━━━ DOCUMENT TEXT

|September 4, 2009|
Previously published on September 1, 2009
In its recent en banc decision in Cardiac Pacemakers, Inc., et al. v. St. Jude Medical, Inc., et al., the Federal Circuit Court of Appeals overruled prior precedent and held that foreign sales of products that infringe a U.S. method patent are not subject to damages. Specifically, the Federal Circuit stated that Section 271(f) of the Patent Act, which is often used to recover damages for foreign sales of infringing products, “cannot apply to method or process patents.” As a result, method patent holders cannot recover damages for infringing products made in the United States and exported abroad unless all of the infringing steps of the patented method or process are carried out in the United States. In so ruling, the Federal Circuit expressly overruled any conflicting holding in Union Carbide Chemicals & Plastics Technology Corp. v. Shell Oil Co., “as well as any implication in Eolas [Techs., Inc. v. Microsoft Corp.] or other decisions that Section 271(f) applies to method patents.”
The products at issue in Cardiac were implantable cardioverter defibrillator devices (“ICDs”). The accused infringer manufactured the allegedly infringing ICDs in the United States and then exported them to foreign countries. The allegedly infringing methods for the exported ICDs were only performed in foreign countries, not in the U.S.

━━━━━━
━━━ ENTRIES SUPPLIED

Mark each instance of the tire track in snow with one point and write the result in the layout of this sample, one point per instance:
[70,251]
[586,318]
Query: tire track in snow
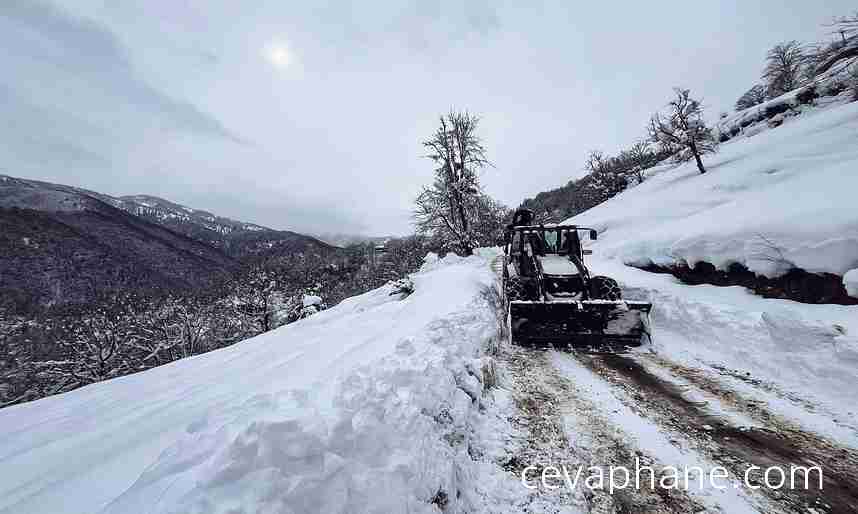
[552,411]
[734,447]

━━━━━━

**WORK ORDER A**
Summarize the article on the Cardiac Pacemakers decision in two sentences.
**WORK ORDER B**
According to the article on the Cardiac Pacemakers decision, what products were at issue in the case?

**EXERCISE ANSWER A**
In its en banc decision in Cardiac Pacemakers, Inc. v. St. Jude Medical, Inc., the Federal Circuit overruled prior precedent and held that Section 271(f) of the Patent Act cannot apply to method or process patents, so foreign sales of products infringing a U.S. method patent are not subject to damages. As a result, method patent holders cannot recover damages for infringing products made in the United States and exported abroad unless all steps of the patented method are carried out in the United States.

**EXERCISE ANSWER B**
Implantable cardioverter defibrillator devices (ICDs).